→ **GIVEN TEXT**
☆ ☆ ☆ ☆

Ron Adam <ron_a...@users.sourceforge.net> added the comment:

Thanks for the review and style edits Éric.  I think it's a much better patch 
with the changes and suggestions from you, Nick, and  Alexander.

I'll check my white space settings.  Thanks for noticing it.

As Nick points out, parts of the patch was written with the idea of having the 
text server as a separate module.  So I made the example in it runnable as a 
doctest, as if it was going to be a public module.  As Nick also suggests, the 
server example could be changed to a comment, and it could be condensed quite a 
bit by removing the command line doctest formatting/tutorial style and 
replacing it with a nice single example as it would be seen in a file.

Originally I was  hopping to get a complete rewrite into python 3.0. Then it 
was suggested I try for 2.6.  While doing that, I went way overboard with 
making it have plug in html formatters and converters. (Some people suggested 
they wanted that). In the end, I found that these parts in this patch, (and 
some additional stuff), can be used without the complete rewrite.  And these 
parts really help make pydoc much more usable.  Not the document generating 
parts.  Maybe we can move some of those parts to a pydoc_lib.py file at some 
point, and have an API for creating document generators rather than try to have 
pydoc do everything it self.

☆ ☆ ☆ ☆

[Data entries]
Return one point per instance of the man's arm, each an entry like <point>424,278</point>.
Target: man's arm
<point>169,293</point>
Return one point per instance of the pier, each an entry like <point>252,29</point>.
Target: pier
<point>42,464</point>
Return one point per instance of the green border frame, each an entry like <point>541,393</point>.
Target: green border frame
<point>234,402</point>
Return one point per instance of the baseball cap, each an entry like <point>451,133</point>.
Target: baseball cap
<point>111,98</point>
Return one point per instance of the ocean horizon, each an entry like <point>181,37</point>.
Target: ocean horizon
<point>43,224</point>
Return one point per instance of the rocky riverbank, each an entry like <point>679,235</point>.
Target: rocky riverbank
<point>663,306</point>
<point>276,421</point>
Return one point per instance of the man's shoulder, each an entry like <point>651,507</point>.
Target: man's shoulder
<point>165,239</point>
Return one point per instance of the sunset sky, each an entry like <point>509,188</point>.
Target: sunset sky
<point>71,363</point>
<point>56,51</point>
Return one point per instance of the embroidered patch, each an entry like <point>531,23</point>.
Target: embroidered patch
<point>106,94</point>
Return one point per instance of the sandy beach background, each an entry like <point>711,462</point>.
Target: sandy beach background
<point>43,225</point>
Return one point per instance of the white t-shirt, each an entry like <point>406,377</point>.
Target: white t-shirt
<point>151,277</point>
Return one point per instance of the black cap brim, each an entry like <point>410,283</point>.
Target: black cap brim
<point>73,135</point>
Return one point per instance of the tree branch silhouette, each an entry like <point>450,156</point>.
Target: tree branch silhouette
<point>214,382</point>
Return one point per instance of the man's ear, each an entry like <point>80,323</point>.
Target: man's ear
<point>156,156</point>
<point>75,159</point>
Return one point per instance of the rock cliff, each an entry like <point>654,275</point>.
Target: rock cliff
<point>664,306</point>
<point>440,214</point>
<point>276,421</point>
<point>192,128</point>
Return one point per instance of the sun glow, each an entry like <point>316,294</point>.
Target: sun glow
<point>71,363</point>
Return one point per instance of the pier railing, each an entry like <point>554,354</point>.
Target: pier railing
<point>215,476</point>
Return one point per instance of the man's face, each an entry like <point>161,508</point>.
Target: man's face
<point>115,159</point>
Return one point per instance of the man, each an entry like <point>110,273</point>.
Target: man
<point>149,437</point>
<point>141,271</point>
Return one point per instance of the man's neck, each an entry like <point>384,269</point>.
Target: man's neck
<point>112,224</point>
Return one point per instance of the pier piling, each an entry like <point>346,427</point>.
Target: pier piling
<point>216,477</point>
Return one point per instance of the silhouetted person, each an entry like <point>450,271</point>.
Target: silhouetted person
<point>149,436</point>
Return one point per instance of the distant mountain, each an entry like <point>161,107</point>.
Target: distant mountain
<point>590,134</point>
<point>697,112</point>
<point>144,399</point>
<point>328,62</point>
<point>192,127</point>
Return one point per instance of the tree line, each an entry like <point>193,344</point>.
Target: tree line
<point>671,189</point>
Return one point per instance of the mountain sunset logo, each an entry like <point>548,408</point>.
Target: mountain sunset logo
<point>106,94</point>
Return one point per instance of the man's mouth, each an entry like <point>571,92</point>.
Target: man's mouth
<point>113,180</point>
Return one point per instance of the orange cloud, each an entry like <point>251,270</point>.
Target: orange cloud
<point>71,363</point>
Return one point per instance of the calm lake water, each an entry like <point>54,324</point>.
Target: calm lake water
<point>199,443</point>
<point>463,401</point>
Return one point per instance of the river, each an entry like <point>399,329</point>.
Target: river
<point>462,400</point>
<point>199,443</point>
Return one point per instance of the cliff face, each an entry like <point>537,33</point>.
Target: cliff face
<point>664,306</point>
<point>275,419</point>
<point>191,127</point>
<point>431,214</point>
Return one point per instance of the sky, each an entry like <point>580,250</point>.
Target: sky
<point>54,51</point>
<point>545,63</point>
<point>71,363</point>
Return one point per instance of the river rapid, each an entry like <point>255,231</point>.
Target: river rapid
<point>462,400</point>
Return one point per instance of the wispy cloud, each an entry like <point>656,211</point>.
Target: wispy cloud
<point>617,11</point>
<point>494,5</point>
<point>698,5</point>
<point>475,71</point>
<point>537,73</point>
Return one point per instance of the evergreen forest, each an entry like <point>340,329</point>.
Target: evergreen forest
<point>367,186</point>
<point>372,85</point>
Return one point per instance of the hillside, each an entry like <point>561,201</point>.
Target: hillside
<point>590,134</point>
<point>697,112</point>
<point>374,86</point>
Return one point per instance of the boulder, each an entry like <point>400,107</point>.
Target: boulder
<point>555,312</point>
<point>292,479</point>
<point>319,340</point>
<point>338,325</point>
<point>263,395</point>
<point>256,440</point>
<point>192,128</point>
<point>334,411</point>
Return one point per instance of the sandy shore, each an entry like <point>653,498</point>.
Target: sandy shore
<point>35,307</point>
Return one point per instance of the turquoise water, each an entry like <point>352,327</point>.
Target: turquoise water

☆ ☆ ☆ ☆

→ **PARTS OF THE EXERCISE**
#1 Write out the stretch of the pydoc patch comment from "Thanks for the" through "for noticing it.".
#2 In the pydoc patch comment, which Python version was the complete rewrite originally meant to go into?
Rely only on the pydoc patch comment for your answers, not on the items.

→ **EXPECTED OUTPUTS**
#1
Thanks for the review and style edits Éric.  I think it's a much better patch 
with the changes and suggestions from you, Nick, and  Alexander.

I'll check my white space settings.  Thanks for noticing it.

#2 python 3.0